Exercise description: Each of the records below must be reproduced exactly.

Point-per-instance localization data:

========

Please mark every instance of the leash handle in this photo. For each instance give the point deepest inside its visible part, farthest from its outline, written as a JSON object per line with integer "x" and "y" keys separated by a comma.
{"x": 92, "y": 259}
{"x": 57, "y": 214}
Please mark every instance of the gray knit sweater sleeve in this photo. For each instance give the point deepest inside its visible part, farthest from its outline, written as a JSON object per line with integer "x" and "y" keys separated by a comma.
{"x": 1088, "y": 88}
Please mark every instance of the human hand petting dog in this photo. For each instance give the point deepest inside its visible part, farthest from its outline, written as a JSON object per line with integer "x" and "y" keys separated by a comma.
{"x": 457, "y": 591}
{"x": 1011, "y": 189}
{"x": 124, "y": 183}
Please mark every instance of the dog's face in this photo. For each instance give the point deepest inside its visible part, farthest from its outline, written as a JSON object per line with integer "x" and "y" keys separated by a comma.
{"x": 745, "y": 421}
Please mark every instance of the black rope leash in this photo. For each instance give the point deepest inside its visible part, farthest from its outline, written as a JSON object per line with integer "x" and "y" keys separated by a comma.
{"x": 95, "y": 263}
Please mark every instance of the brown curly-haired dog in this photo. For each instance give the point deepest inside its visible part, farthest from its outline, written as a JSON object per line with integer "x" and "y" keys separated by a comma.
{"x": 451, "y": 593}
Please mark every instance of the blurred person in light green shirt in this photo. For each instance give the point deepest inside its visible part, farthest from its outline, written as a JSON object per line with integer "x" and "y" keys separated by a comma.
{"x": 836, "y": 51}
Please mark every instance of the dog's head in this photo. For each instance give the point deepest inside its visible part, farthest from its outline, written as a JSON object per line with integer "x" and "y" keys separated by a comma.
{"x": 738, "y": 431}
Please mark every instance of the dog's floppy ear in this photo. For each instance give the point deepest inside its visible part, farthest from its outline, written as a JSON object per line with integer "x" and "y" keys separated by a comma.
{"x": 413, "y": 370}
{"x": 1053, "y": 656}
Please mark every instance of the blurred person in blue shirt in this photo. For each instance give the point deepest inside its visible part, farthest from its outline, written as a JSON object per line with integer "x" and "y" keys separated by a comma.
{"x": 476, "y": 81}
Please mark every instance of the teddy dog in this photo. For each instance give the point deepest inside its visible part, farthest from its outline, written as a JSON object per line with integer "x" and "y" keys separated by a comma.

========

Output for this task:
Please mark every instance of the leash handle in this photo. For each instance give the point deepest inside its visible part, farthest from its outline, written as a JSON object per line with integer "x" and "y" keys separated by a comma.
{"x": 92, "y": 259}
{"x": 57, "y": 214}
Please mark every instance of the gray knit sweater sleeve in this photo. For each instance give the point deepest inside its visible part, farthest from its outline, written as a JSON object per line with integer "x" and "y" keys separated by a comma.
{"x": 1088, "y": 88}
Please mark every instance of the human hand petting dog in this photo. For each instance give the point deepest inside its visible part, farthest from its outline, written as a JSON object per line with integer "x" and "y" keys separated by a comma.
{"x": 457, "y": 591}
{"x": 1011, "y": 189}
{"x": 124, "y": 183}
Please mark every instance of the dog's face in this photo. For each instance give the point deepest inside its visible part, farthest from its outline, written as a JSON object per line with integer "x" and "y" keys separated by a comma.
{"x": 745, "y": 421}
Please mark every instance of the black rope leash in this photo. For each instance give the point deepest inside its visible part, farthest from its outline, written as a JSON object per line with integer "x" and "y" keys separated by a comma.
{"x": 95, "y": 263}
Please mark every instance of the brown curly-haired dog in this photo. For each instance give the point deepest inside its visible part, farthest from its outline, written as a JSON object per line with integer "x" and "y" keys separated by a comma.
{"x": 451, "y": 593}
Please mark every instance of the blurred person in light green shirt in this photo. For each instance give the point deepest inside its visible part, farthest from its outline, written as a JSON object per line with integer "x" and "y" keys separated by a comma.
{"x": 836, "y": 51}
Please mark every instance of the dog's head in this photo. For each instance give the point deepest inside its visible part, farthest from its outline, written as a JSON object per line with integer "x" and "y" keys separated by a comma.
{"x": 738, "y": 431}
Please mark every instance of the dog's floppy ear in this photo. For each instance give the point deepest inside its visible part, farthest from its outline, written as a JSON object per line with integer "x" and "y" keys separated by a comma.
{"x": 413, "y": 370}
{"x": 1053, "y": 656}
Please mark every instance of the blurred person in blue shirt in this photo. For each instance give the point deepest inside its visible part, farthest from its outline, written as a JSON object per line with integer "x" and "y" keys separated by a comma.
{"x": 476, "y": 81}
Please mark every instance of the teddy dog in this photo. For each instance give the point deepest inside its visible part, farthest from its outline, written as a JSON object per line with integer "x" and "y" keys separated by a comma.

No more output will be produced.